____ EXTRACT

At 9:00 a.m. CT, the May JOLTs Job openings and Labor Turnover report is expected to show job openings pullback from their highest level on record.



Yesterday – Stocks Joined Global Rally as Tariffs Become Last Week’s News: U.S. equities joined in on Monday’s global rally that had lifted markets across Asia and Europe earlier in the day. The Dow outperformed, adding 320 points on greater-than-2% gains by financials and industrials. Boeing, Goldman Sachs, Caterpillar, and JPMorgan Chase combined for a 150 points of the total gain. Those sectors also finished in the top two spots of the S&P 500 which rose a solid 0.9%. As stocks gained, Treasury yields edged higher with the 2-year yield closing up 2.3 bps to 2.56% and the 10-year adding 3.5 bps to 2.86%. The curve steepened for two consecutive days for just the second time in a month. The Dollar, which had weakened overnight, recovered on a couple of news clippings from Europe. The euro slipped after Draghi said the projected inflation path appears to be self-sustained but continued to stress that the ECB must be patient, persistent, and prudent. Also, the British pound sank after a second cabinet member from Prime Minister May’s government resigned in the face of U.K. parliament agreeing to a Brexit proposal that will attempt to salvage close ties with the EU.


Overnight – Investors Stick with Stocks: Yesterday’s major market trends have carried over into Tuesday’s session with investors still in favor of taking on more risk. European equities were stronger, the Stoxx Europe 600 had added 0.4%, and U.S. equity futures firmed up around 0.2% after another solid start in Asia. The global quarterly corporate earnings season begins this week and seems to have provided a positive distraction from the recent trade concerns. The energy sector was leading equity gains in Europe as oil prices moved back near their highest levels since late 2014. On the sovereign screens, core country yields were higher with U.K. gilts out in front. The recent tilt towards a more friendly Brexit has relieved some of the political-risk pressure for now. German yields also rose despite disappointing economic data from the EU’s largest economy. A popular confidence survey weakened more than expected in July as the current asset declined for a sixth consecutive month to its lowest level since 2016. More concerning, the index tracking future expectations slipped to its lowest level since August 2012. That helped drag down the EU-wide expectations index which also fell to a six-year low. The Euro weakened against the Dollar. The Treasury curve had risen just under 1 bp from Monday’s finish.

________
____ RECORDS

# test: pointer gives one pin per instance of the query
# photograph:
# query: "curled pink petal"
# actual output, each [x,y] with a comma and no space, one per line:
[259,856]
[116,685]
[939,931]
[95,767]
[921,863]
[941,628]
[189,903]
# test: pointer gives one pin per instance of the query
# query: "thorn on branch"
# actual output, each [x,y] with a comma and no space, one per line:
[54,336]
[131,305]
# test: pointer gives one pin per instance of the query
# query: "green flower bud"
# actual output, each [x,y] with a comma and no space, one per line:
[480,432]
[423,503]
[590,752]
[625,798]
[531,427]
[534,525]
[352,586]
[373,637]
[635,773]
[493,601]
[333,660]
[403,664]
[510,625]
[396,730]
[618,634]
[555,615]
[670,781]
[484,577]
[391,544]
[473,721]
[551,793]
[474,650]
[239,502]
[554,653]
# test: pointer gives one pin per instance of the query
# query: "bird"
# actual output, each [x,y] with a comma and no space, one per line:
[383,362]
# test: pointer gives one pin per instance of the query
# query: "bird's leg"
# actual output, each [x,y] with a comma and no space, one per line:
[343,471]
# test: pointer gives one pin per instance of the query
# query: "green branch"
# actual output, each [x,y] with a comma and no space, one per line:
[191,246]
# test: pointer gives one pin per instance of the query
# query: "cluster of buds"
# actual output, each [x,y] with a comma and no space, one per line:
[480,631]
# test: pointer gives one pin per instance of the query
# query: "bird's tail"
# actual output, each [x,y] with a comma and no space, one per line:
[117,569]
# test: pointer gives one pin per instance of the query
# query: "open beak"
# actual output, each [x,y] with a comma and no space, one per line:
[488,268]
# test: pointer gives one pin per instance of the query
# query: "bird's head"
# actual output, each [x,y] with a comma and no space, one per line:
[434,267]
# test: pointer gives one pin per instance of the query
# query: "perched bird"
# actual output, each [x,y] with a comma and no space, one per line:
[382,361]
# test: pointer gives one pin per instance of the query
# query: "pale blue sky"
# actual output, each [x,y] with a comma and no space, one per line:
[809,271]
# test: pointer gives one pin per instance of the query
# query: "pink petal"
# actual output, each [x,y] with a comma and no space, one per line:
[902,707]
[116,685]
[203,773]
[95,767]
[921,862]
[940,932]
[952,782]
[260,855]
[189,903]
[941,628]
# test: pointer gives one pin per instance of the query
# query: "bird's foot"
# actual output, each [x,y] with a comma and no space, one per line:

________

PROMPT A: According to the market commentary, how many points did the Dow add on Monday?
PROMPT B: Continue the market commentary from its last sentence.
None of the items is needed for this work.

ANSWER AREA A: 320 points.

ANSWER AREA B:
Consumer Credit Growth Accelerated in May, Further Supporting 2Q Rebound Story: Non-mortgage consumer credit grew in May by the most since last November on notable increases in both the revolving and non-revolving categories. Total credit outstanding grew at an annualized 7.6% rate to a total outstanding balance of $3.9 trillion. Revolving credit, primarily credit cards, jumped an annualized 11.4% and non-revolving debt, the major groupings being student loans and auto notes, rose a slightly smaller 6.2%. After slowing through the first quarter, credit growth accelerated in both April and May, a trend consistent with the pick-up across other spending data that has led to stronger 2Q GDP estimates.